■ **Short exercise**:
Working from the entries that follow, transcribe exactly and only the lines from the one with "Return one point per instance of the forest" through the last, pictures excluded.

■ **Data rows**:
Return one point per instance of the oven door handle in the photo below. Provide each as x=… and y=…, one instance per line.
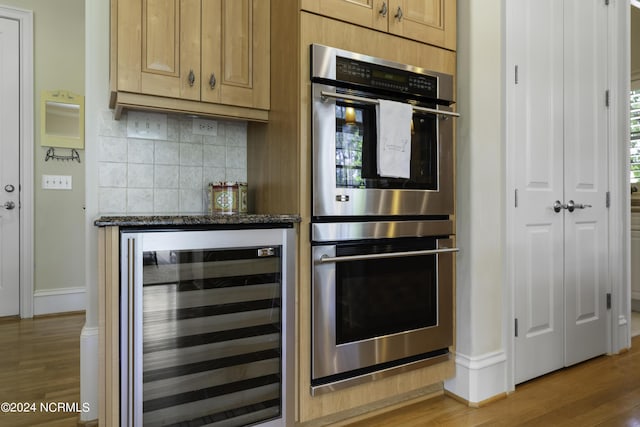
x=362, y=99
x=327, y=259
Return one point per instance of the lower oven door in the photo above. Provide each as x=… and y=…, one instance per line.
x=380, y=304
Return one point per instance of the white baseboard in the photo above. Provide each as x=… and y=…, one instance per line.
x=479, y=378
x=58, y=300
x=89, y=372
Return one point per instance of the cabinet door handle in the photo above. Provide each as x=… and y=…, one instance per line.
x=383, y=10
x=398, y=14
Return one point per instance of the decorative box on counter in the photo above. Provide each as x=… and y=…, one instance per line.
x=227, y=198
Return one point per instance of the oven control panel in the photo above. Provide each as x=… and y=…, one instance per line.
x=386, y=78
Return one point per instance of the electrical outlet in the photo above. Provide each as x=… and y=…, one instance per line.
x=57, y=182
x=146, y=125
x=205, y=127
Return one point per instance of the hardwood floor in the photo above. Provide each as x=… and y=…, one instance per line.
x=40, y=364
x=601, y=392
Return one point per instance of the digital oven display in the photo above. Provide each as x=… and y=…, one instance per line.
x=376, y=76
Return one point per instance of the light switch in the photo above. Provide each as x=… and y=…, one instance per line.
x=146, y=125
x=57, y=182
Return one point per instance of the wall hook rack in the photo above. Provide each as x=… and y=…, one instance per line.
x=51, y=154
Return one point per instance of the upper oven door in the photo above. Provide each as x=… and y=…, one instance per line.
x=345, y=178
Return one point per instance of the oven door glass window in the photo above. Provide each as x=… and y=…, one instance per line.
x=356, y=158
x=378, y=297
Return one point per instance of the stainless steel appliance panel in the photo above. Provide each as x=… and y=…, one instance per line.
x=331, y=357
x=323, y=65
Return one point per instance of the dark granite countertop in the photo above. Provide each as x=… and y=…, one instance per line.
x=195, y=220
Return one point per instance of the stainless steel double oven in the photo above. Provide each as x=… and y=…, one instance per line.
x=382, y=246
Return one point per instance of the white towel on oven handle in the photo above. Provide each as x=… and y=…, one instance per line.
x=394, y=138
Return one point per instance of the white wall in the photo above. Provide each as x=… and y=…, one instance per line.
x=58, y=233
x=635, y=47
x=480, y=202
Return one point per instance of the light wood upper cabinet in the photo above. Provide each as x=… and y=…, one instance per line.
x=206, y=57
x=427, y=21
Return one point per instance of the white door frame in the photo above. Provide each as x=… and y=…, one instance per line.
x=619, y=211
x=25, y=20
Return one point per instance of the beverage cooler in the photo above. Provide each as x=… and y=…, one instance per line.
x=207, y=327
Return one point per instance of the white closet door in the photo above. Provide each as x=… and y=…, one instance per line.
x=536, y=110
x=9, y=167
x=585, y=174
x=558, y=126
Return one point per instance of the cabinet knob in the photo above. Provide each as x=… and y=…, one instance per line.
x=398, y=14
x=383, y=10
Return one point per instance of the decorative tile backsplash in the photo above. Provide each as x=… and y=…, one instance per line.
x=151, y=176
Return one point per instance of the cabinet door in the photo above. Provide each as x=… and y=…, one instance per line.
x=158, y=47
x=236, y=52
x=428, y=21
x=367, y=13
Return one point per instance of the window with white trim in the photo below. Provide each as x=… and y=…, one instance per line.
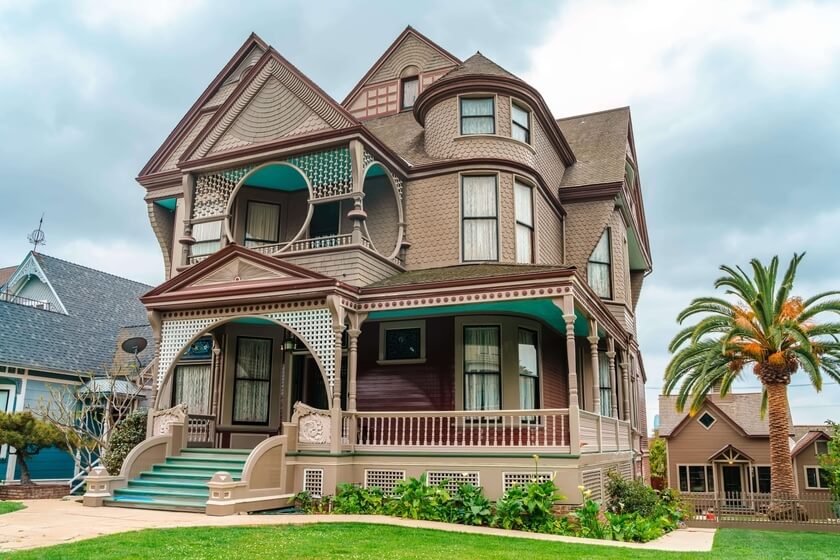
x=816, y=478
x=478, y=115
x=696, y=478
x=480, y=223
x=524, y=209
x=599, y=268
x=520, y=127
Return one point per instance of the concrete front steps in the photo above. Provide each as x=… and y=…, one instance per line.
x=179, y=483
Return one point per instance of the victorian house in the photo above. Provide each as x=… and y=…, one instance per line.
x=435, y=275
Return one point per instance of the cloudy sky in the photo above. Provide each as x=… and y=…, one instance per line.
x=735, y=110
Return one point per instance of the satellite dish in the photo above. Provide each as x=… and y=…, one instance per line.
x=134, y=345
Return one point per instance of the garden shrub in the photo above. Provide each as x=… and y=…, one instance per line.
x=126, y=435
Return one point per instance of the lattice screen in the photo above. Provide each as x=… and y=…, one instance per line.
x=522, y=478
x=453, y=479
x=591, y=480
x=384, y=480
x=313, y=482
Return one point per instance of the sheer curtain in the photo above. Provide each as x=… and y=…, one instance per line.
x=482, y=368
x=253, y=381
x=192, y=387
x=480, y=223
x=263, y=224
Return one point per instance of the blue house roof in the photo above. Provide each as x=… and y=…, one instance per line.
x=98, y=308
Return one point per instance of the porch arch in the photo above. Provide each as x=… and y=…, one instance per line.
x=312, y=326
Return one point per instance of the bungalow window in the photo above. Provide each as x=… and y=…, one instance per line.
x=192, y=388
x=478, y=115
x=520, y=123
x=262, y=224
x=528, y=370
x=410, y=90
x=760, y=480
x=208, y=238
x=696, y=478
x=480, y=228
x=482, y=368
x=252, y=381
x=524, y=202
x=599, y=268
x=816, y=478
x=605, y=383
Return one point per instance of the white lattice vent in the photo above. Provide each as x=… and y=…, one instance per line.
x=524, y=477
x=313, y=482
x=384, y=480
x=591, y=480
x=452, y=479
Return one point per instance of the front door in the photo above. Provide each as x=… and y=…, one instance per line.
x=731, y=484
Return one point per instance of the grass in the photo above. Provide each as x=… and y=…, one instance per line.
x=9, y=507
x=375, y=542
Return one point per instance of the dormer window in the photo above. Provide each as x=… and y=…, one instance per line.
x=478, y=115
x=520, y=123
x=409, y=90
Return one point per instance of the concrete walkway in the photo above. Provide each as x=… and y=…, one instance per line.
x=50, y=522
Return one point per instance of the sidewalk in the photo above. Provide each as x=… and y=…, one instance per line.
x=50, y=522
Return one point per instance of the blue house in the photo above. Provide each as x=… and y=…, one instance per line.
x=58, y=321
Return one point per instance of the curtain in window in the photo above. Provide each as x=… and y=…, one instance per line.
x=605, y=382
x=207, y=237
x=480, y=224
x=192, y=387
x=599, y=268
x=263, y=224
x=528, y=370
x=482, y=368
x=252, y=384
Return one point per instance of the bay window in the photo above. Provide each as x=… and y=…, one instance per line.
x=599, y=268
x=262, y=224
x=478, y=115
x=480, y=225
x=482, y=368
x=252, y=381
x=524, y=203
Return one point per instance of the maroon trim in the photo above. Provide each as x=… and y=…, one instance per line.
x=447, y=87
x=389, y=51
x=181, y=128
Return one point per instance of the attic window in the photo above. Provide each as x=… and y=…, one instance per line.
x=707, y=420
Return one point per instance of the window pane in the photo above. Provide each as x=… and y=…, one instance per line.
x=479, y=195
x=192, y=387
x=411, y=87
x=402, y=344
x=480, y=240
x=524, y=244
x=262, y=224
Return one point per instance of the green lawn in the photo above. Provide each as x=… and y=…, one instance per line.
x=375, y=542
x=9, y=507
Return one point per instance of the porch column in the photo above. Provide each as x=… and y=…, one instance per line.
x=613, y=380
x=596, y=373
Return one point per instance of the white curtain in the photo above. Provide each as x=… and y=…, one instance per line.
x=480, y=223
x=207, y=237
x=263, y=224
x=192, y=387
x=482, y=368
x=252, y=385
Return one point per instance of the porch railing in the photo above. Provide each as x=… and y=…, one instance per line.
x=599, y=434
x=520, y=429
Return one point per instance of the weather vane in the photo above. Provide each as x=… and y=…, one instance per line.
x=37, y=237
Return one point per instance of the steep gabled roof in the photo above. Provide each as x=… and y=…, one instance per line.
x=97, y=305
x=190, y=125
x=408, y=34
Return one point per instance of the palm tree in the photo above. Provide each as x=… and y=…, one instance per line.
x=761, y=325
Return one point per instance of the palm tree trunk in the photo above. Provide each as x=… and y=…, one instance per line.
x=782, y=484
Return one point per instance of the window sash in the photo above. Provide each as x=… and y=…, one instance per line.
x=262, y=224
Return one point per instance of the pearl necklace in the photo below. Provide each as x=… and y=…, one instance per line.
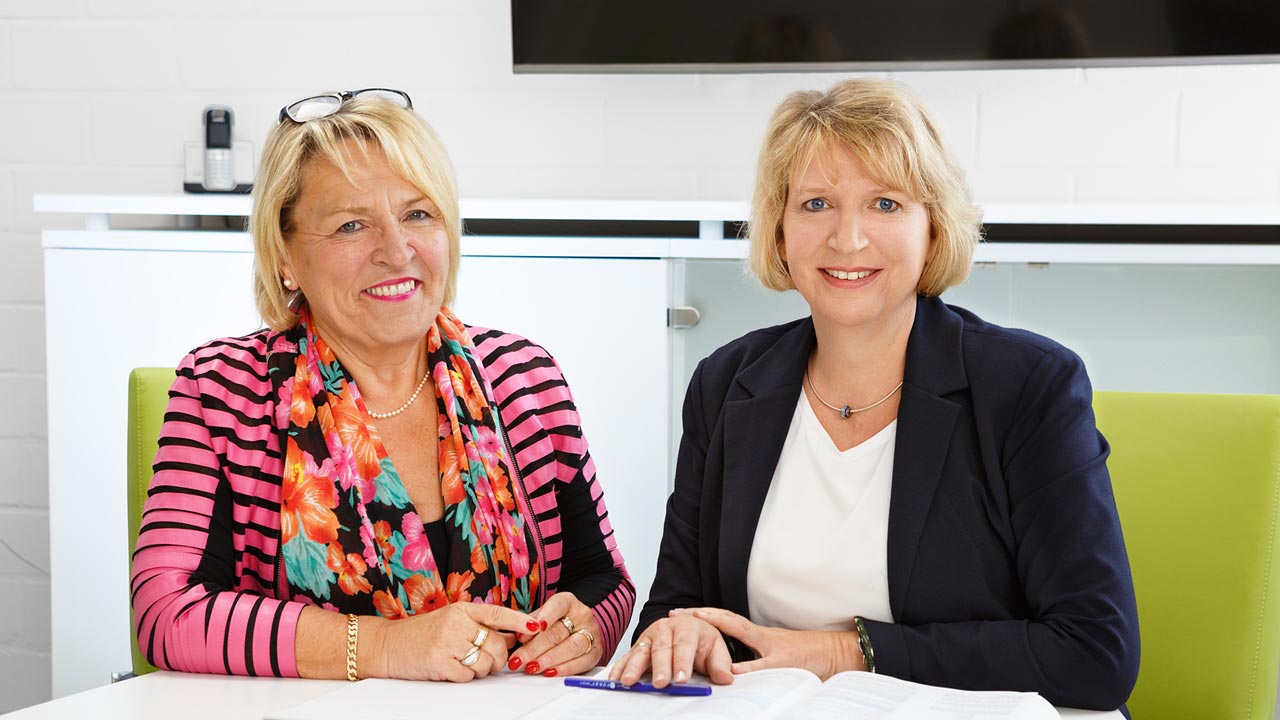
x=407, y=402
x=845, y=411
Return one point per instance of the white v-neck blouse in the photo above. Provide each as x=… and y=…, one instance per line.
x=819, y=555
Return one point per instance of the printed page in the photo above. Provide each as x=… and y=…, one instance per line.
x=754, y=696
x=862, y=696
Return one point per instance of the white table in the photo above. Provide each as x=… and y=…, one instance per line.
x=164, y=696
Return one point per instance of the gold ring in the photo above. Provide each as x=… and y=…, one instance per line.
x=590, y=638
x=470, y=657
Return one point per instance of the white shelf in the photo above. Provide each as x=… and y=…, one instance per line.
x=711, y=217
x=493, y=246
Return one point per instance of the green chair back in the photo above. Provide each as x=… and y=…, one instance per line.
x=1197, y=484
x=149, y=396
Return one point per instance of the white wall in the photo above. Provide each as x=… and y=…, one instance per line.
x=100, y=95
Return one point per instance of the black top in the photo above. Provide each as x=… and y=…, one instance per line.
x=437, y=538
x=1006, y=565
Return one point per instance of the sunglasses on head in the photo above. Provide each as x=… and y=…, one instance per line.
x=329, y=103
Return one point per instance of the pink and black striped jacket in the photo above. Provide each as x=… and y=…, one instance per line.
x=206, y=588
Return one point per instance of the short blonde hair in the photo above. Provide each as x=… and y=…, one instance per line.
x=410, y=146
x=890, y=130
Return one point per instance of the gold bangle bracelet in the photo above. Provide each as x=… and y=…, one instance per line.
x=864, y=645
x=352, y=637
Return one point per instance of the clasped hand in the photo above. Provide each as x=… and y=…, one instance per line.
x=438, y=645
x=691, y=641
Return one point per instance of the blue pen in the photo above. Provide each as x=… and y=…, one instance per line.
x=595, y=684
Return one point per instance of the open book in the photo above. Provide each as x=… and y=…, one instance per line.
x=795, y=695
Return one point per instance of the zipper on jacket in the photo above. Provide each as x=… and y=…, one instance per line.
x=529, y=505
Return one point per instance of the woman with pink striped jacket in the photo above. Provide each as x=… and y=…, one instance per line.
x=370, y=487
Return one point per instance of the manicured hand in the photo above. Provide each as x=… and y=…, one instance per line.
x=433, y=645
x=818, y=651
x=673, y=648
x=554, y=650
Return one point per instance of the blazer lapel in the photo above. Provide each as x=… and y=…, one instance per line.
x=758, y=411
x=926, y=422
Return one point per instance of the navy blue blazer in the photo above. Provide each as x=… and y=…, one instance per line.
x=1006, y=565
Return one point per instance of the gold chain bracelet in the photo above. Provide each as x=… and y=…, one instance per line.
x=352, y=636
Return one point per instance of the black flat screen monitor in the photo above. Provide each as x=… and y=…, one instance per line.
x=886, y=35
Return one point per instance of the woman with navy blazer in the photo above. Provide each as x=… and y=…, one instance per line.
x=891, y=484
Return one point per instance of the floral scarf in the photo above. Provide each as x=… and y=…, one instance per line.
x=352, y=541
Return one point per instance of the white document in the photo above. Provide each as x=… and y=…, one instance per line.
x=796, y=695
x=502, y=696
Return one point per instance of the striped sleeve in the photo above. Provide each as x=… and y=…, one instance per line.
x=202, y=569
x=572, y=520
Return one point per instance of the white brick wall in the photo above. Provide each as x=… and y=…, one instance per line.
x=100, y=95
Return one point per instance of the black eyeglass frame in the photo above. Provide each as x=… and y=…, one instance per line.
x=342, y=96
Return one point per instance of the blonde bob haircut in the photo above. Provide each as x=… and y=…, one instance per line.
x=374, y=126
x=891, y=131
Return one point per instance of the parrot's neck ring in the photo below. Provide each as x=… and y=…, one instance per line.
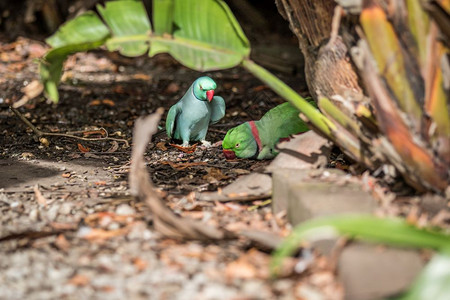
x=255, y=134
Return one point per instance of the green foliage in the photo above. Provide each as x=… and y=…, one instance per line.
x=434, y=282
x=201, y=34
x=83, y=33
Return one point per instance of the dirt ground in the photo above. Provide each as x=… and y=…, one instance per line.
x=69, y=227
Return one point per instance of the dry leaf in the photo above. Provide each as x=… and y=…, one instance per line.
x=140, y=264
x=161, y=146
x=79, y=280
x=188, y=150
x=99, y=235
x=182, y=166
x=39, y=197
x=83, y=149
x=114, y=147
x=97, y=102
x=172, y=88
x=141, y=76
x=214, y=174
x=62, y=243
x=31, y=91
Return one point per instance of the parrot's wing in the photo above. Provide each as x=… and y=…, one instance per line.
x=171, y=117
x=217, y=109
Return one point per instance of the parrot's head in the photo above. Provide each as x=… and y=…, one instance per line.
x=204, y=88
x=239, y=142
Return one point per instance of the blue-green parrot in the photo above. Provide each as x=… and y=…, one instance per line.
x=189, y=118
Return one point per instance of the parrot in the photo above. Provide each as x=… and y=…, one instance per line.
x=257, y=139
x=189, y=118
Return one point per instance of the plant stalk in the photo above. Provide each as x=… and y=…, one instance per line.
x=321, y=122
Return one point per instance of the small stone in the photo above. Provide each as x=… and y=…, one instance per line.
x=65, y=209
x=304, y=151
x=125, y=210
x=34, y=215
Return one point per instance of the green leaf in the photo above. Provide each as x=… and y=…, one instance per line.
x=394, y=232
x=83, y=33
x=433, y=282
x=206, y=36
x=86, y=28
x=129, y=25
x=162, y=16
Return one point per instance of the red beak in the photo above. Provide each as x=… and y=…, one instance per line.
x=210, y=95
x=229, y=154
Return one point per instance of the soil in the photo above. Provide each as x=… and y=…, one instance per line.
x=70, y=228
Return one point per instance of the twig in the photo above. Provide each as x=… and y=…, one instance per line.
x=335, y=25
x=40, y=133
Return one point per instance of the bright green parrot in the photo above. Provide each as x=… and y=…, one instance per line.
x=257, y=139
x=189, y=118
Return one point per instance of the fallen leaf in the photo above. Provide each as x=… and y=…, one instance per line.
x=27, y=155
x=188, y=150
x=114, y=147
x=98, y=102
x=172, y=88
x=240, y=269
x=139, y=264
x=214, y=174
x=62, y=243
x=39, y=197
x=260, y=88
x=102, y=132
x=161, y=146
x=31, y=91
x=98, y=235
x=79, y=280
x=141, y=76
x=83, y=149
x=182, y=166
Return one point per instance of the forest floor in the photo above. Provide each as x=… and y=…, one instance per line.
x=69, y=228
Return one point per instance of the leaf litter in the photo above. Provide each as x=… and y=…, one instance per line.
x=95, y=240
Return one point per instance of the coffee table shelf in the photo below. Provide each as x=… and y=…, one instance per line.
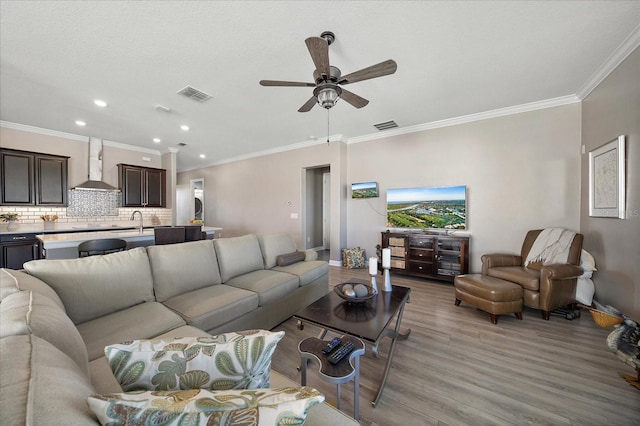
x=347, y=369
x=370, y=321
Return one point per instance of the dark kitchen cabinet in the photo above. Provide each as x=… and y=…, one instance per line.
x=16, y=249
x=33, y=179
x=142, y=186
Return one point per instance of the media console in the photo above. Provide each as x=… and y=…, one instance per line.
x=422, y=254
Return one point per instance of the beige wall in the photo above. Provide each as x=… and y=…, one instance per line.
x=522, y=172
x=613, y=109
x=258, y=195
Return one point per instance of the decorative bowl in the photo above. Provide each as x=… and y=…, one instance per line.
x=371, y=293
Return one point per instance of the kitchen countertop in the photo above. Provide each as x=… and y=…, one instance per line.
x=72, y=239
x=38, y=228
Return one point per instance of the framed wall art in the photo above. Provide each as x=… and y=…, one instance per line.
x=607, y=180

■ **Completed task**:
Return one point per instance of the forest floor in the photo above. Provide each as x=… and y=…, one instance per line.
x=69, y=228
Return one point per instance of the leaf litter in the photo above. Provide each as x=… and y=…, one instance per line.
x=95, y=240
Return one point per instance of the coffee table shelf in the photo below. Provide each as x=… and y=…, one instance per line.
x=347, y=369
x=370, y=321
Return one point per instance of the dark kitchen cabinet in the photo above. Provide each as x=… and y=…, one instance per line.
x=16, y=249
x=33, y=179
x=142, y=186
Return one point per instance of the media console in the photo above. Provide each as x=… and y=…, one instance per line.
x=422, y=254
Return one point per instance of the beige wall in the photo above. Provide each as x=… and y=…, one instance per line.
x=522, y=172
x=613, y=109
x=258, y=195
Return one point per instance of the decorative bowl in the photo above. Provide each as x=… and y=…, one instance per line.
x=371, y=293
Return one point per instance of the kitchen countertop in the photo above. Provide each as x=… and y=…, one instance per line.
x=72, y=239
x=38, y=228
Return one point per instance of the framed wall art in the photo above. Provide each as x=… and y=…, one instance per line.
x=607, y=180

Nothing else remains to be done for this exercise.